本文抜粋:
******************************

2021/12/20
稲村城/千葉県館山市
稲村城は、里見家の戦国時代前半の本拠地でした。訪問日は2015年2月21日と2021年12月11日です。

稲村城は、北に突き出した丘陵上にありました。
館山の田園地帯を見下ろす絶好のポイントなのだとか。
安房一国の支配者となり、統治の中心にしたのがココだとされます。

①防火水槽
よく紹介される登城口は東側にあります。
目印は、田んぼの端っこにある防火水槽です。
場所が場所だけにクルマを停めたら怒られます。
かといって公式な駐車場は無いので、うまく探して下さい
・・・としか言いようが無いです


①説明板 拡大表示
上の防火水槽脇に、稲村城の説明板があります。
ココって国の史跡だったんですね!

②登城口
案内はありますが、あまり丁寧ではありません。
一度来たことのある私は迷いませんでしたが。

③水往来
住宅街の突き当りから始まる道が「水往来」と呼ばれる道です。
名前の由来は不明ですが、水を流せばそのまま流れてくれそうな感じです。
岩盤を掘り下げた道は、里見系城郭の特徴なのだそうです。
そういえば、白浜城と岡本城にも岩盤をくり抜いた道がありました。

④中郭部
水往来を登り切ると、開けた場所に出ます。
ここは稲村城の曲輪で、中郭部と書かれた札が立っていました。
主郭に次いで広い曲輪なのだそうです。

⑤正木様
中郭部は右側が土塁状になっていて、途中に「正木様」の案内があります。
せっかくなので登ってみると、小さな祠が祀られています。

******************************

データ:

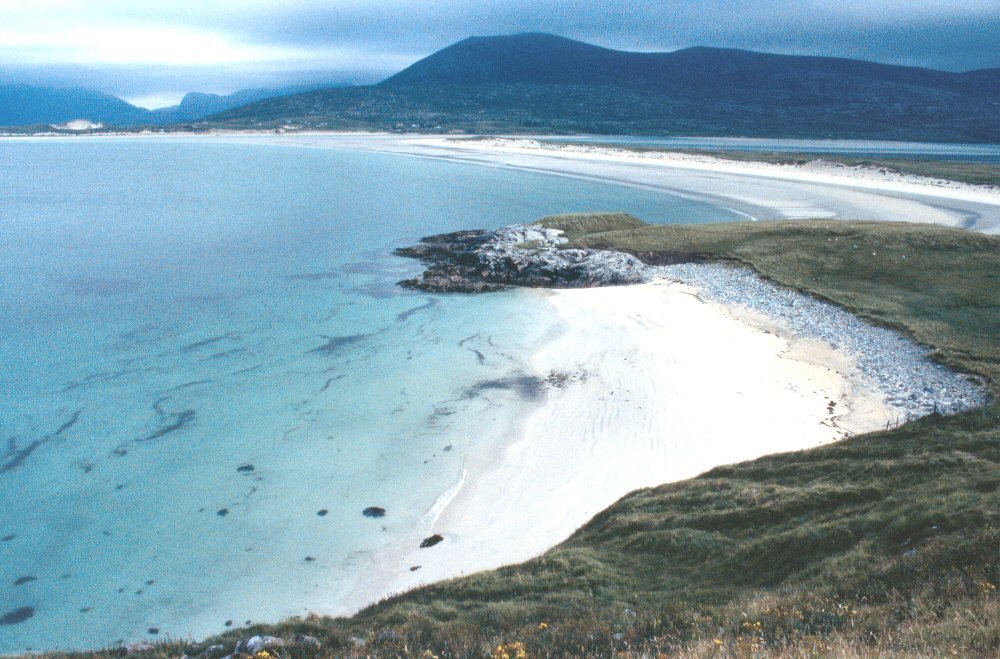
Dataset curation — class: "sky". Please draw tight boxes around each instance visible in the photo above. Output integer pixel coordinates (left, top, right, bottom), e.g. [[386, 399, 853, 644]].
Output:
[[0, 0, 1000, 107]]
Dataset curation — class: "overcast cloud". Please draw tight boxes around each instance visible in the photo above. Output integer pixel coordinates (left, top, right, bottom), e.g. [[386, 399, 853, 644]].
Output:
[[0, 0, 1000, 106]]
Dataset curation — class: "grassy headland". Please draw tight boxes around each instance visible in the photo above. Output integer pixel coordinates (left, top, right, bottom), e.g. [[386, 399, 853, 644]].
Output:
[[66, 215, 1000, 657]]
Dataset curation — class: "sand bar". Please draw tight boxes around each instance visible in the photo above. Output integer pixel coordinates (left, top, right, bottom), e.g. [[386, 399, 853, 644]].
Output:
[[264, 133, 1000, 234]]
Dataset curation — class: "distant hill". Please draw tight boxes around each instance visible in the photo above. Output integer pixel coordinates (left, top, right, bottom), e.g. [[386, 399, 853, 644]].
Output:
[[208, 34, 1000, 142], [0, 85, 149, 126], [0, 85, 344, 126]]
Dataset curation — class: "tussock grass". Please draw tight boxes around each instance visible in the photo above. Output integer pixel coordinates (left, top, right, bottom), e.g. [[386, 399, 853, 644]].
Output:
[[56, 215, 1000, 657]]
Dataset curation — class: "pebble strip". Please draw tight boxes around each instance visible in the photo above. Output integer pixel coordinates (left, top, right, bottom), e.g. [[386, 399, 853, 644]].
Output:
[[652, 263, 987, 422]]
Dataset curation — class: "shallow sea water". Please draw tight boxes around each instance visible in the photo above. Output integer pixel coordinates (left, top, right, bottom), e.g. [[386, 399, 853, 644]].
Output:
[[0, 138, 734, 652]]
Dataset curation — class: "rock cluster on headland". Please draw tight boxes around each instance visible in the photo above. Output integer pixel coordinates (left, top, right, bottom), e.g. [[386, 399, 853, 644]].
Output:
[[396, 225, 986, 421], [396, 225, 648, 293]]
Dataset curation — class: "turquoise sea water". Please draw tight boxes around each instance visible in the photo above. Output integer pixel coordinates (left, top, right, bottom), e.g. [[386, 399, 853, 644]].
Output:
[[0, 138, 733, 652]]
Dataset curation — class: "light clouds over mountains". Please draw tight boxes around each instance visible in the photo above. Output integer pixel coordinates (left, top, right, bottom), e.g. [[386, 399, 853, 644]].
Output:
[[0, 0, 1000, 105]]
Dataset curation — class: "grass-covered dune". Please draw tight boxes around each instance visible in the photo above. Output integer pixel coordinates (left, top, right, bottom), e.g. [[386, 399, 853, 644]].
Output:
[[66, 215, 1000, 657]]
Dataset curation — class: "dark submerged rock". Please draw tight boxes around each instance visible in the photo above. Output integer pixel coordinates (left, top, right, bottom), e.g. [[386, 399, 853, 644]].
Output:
[[0, 606, 35, 625], [420, 533, 444, 549], [396, 225, 647, 293]]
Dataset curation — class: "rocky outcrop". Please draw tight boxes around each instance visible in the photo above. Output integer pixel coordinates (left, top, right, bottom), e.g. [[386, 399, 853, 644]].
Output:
[[396, 225, 648, 293]]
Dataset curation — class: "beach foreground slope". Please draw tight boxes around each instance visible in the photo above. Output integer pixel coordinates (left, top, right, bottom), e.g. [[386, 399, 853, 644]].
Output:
[[88, 218, 1000, 656]]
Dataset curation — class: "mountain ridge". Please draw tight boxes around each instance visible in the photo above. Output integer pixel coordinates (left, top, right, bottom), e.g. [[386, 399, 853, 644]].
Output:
[[206, 33, 1000, 143]]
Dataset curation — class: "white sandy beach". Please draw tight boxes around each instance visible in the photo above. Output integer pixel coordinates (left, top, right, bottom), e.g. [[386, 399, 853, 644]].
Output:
[[250, 133, 1000, 234], [336, 281, 892, 613]]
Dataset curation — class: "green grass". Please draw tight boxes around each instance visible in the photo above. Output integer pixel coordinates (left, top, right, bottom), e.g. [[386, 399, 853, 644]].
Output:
[[56, 215, 1000, 657]]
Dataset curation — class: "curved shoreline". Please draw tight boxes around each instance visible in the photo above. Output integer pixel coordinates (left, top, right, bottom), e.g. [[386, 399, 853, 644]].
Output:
[[324, 279, 920, 614]]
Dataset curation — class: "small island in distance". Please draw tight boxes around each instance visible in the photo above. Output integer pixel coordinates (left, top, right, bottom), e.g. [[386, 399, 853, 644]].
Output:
[[0, 33, 1000, 143]]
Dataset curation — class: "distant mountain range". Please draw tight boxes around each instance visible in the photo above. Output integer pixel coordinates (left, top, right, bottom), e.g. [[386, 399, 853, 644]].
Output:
[[0, 85, 342, 126], [209, 34, 1000, 142], [0, 34, 1000, 142]]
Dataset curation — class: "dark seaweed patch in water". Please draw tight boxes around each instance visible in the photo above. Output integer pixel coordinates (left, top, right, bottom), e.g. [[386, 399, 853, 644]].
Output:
[[462, 375, 545, 400], [420, 533, 444, 549], [0, 435, 44, 474], [136, 398, 195, 442], [340, 261, 385, 275], [351, 281, 406, 300], [285, 270, 340, 281], [0, 606, 35, 625], [139, 410, 195, 442], [55, 409, 83, 437], [396, 298, 440, 323], [181, 332, 240, 352], [62, 277, 139, 297], [307, 334, 371, 355], [0, 409, 83, 474]]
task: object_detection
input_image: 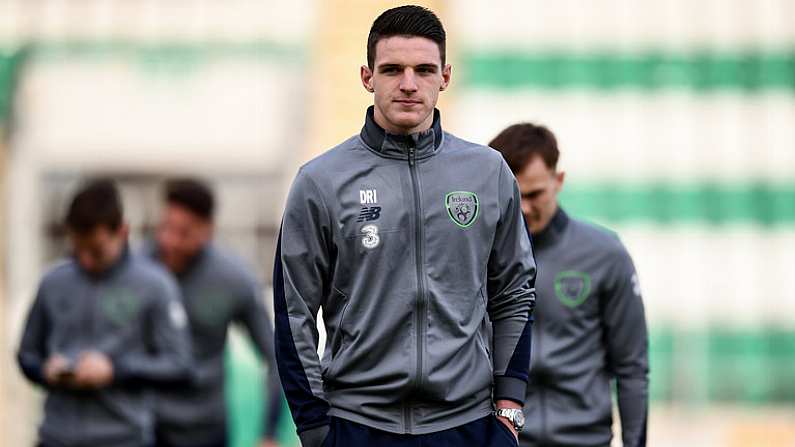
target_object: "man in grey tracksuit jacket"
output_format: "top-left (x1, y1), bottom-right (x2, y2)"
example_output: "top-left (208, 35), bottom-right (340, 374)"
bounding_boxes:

******************************

問題 A:
稲村城の文章によると、東側の登城口の目印は何ですか。
問題 B:
稲村城の文章の一部を、一字も変えずに書き写してください。「ココって国の史跡だったんですね!」を含むところから始め、「そういえば、白浜城と岡本城にも岩盤をくり抜いた道がありました。」まで写して終えてください。
問題 C:
稲村城の文章を、最後の文の次から書き進めてください。
データの各行は、本文とは別の出典から取られています。

正解 A:
田んぼの端っこにある防火水槽です。

正解 B:
ココって国の史跡だったんですね!

②登城口
案内はありますが、あまり丁寧ではありません。
一度来たことのある私は迷いませんでしたが。

③水往来
住宅街の突き当りから始まる道が「水往来」と呼ばれる道です。
名前の由来は不明ですが、水を流せばそのまま流れてくれそうな感じです。
岩盤を掘り下げた道は、里見系城郭の特徴なのだそうです。
そういえば、白浜城と岡本城にも岩盤をくり抜いた道がありました。

正解 C:
「正木」姓と言えば、里見家では重臣中の重臣です。
里見家の本拠だったので、この付近にお屋敷があったのでしょうか。

⑤腰曲輪群
正木様の所から中郭部の反対側を見ると、緩い斜面になっています。
ここには段々の曲輪群があったとされています。

⑥西水往来と主郭への分岐
中郭部に戻り奥へ進むと、岩盤を掘り抜いた道が現れます。
この道は「西水往来」と呼ばれ、反対側の貴船神社付近に通じています。
そちらにも登城口はありますが、道は狭く車を停められません。
西水往来の手前には、主郭→の案内があります。

⑦主郭へ続く細尾根
分岐からは、細尾根状の道が続きます。
一度に大勢で押し寄せられないようにしているのでしょうか。

⑧主郭手前
やがてちょっとした高台が見えて来ます。
この上が主郭です。
正面は土の壁が横切り、右側に堀切があります。
何となくですが、右へ進ませたい意図が透けて見えます。
この造りに気付かなかった私は、左前方の土の壁目掛けて進みましたが


⑧堀切
右側に見えた堀切です。
この奥にも通路があって、主郭の反対側に通じています。

⑨主郭西側の虎口
土塁の外側を回り込むと、緩い凹みを通って上がれます。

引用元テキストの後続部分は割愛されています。